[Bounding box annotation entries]
_ _ _ _

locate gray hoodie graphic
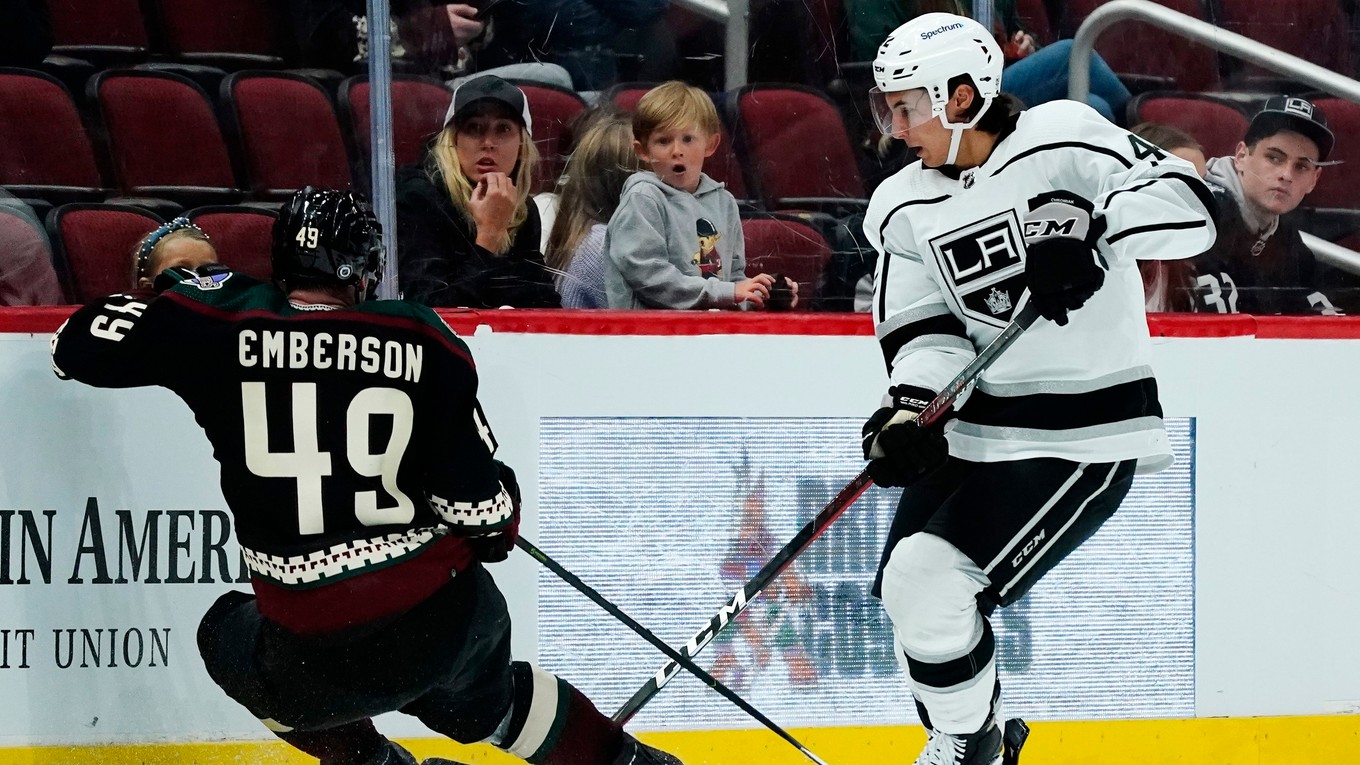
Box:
[604,170,747,309]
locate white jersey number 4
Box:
[241,383,415,534]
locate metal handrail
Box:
[1068,0,1360,103]
[1299,231,1360,281]
[675,0,751,90]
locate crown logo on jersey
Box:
[985,287,1010,314]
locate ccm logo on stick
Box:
[1010,528,1046,569]
[653,588,747,686]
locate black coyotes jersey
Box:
[52,272,513,633]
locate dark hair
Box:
[1129,123,1204,154]
[948,75,1024,135]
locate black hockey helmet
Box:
[272,186,384,302]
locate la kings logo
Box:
[930,210,1025,328]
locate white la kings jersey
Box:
[864,101,1214,472]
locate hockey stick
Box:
[515,536,827,765]
[613,302,1039,723]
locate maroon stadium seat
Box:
[185,206,277,282]
[156,0,288,69]
[604,83,749,200]
[222,71,354,200]
[1304,98,1360,210]
[0,200,62,306]
[514,80,586,193]
[340,75,453,167]
[90,69,241,204]
[604,82,661,112]
[0,69,103,201]
[1129,93,1247,158]
[1219,0,1352,79]
[1016,0,1053,45]
[48,0,148,65]
[729,84,866,210]
[48,203,165,304]
[1060,0,1224,91]
[741,216,831,303]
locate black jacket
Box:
[396,165,562,308]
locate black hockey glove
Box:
[1024,191,1106,327]
[468,460,520,564]
[864,385,949,486]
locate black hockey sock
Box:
[498,662,623,765]
[275,720,388,765]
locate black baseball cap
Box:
[1244,95,1337,162]
[443,75,533,136]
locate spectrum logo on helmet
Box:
[921,22,963,39]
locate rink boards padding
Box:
[0,309,1360,765]
[3,701,1360,765]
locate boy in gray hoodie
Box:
[604,80,797,309]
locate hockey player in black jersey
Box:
[864,14,1214,765]
[52,189,679,765]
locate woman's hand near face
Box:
[468,173,515,252]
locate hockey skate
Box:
[915,717,1030,765]
[613,734,684,765]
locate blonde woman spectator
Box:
[396,75,560,308]
[0,192,65,305]
[1129,123,1208,313]
[547,110,642,308]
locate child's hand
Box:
[736,274,774,308]
[468,173,515,250]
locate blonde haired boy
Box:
[605,82,797,309]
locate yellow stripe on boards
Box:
[0,715,1360,765]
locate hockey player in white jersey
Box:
[864,14,1214,765]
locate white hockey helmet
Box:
[870,14,1005,145]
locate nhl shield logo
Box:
[930,210,1025,328]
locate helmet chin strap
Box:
[940,98,993,165]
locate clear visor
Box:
[869,86,934,137]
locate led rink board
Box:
[536,418,1194,730]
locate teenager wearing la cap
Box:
[1187,95,1355,314]
[396,75,560,308]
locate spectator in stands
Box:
[132,218,218,291]
[0,0,53,68]
[605,80,797,309]
[1129,123,1209,178]
[0,192,65,305]
[846,0,1130,124]
[288,0,571,87]
[545,108,642,308]
[1129,123,1208,313]
[1191,95,1349,314]
[477,0,669,90]
[396,75,560,308]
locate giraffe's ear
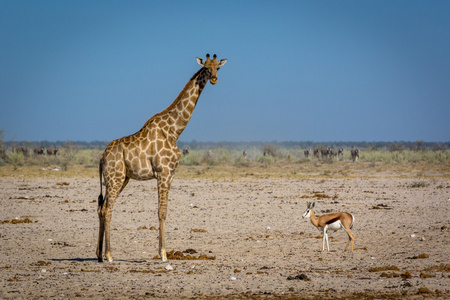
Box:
[219,58,228,68]
[197,57,205,67]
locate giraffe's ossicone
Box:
[97,54,227,262]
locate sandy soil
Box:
[0,170,450,299]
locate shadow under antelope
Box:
[302,202,355,252]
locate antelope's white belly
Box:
[325,220,342,231]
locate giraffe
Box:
[96,54,227,262]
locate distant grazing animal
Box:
[96,54,227,262]
[328,149,338,158]
[313,149,320,159]
[47,148,58,156]
[303,149,311,158]
[350,148,359,161]
[12,147,28,156]
[302,202,355,252]
[33,147,44,155]
[320,148,330,159]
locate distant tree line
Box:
[0,136,450,151]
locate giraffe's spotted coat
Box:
[97,54,227,261]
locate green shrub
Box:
[8,152,25,169]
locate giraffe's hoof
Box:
[105,253,113,262]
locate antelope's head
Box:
[302,202,316,219]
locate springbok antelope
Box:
[302,202,355,252]
[303,149,312,158]
[350,148,359,161]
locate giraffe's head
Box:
[197,54,227,84]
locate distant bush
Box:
[8,152,25,169]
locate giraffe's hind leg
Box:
[97,178,129,262]
[157,170,173,262]
[96,195,107,262]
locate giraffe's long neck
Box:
[309,210,319,227]
[143,67,210,141]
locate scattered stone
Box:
[417,287,432,295]
[287,273,311,281]
[164,265,173,271]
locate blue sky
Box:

_ _ _ _

== WHAT TO WORK ON ==
List every line of the records that contains the word "helmet", copying each one in full.

== EXERCISE SOLUTION ==
locate black hockey helmet
locate spectrum logo on helmet
locate white hockey helmet
locate helmet chin strap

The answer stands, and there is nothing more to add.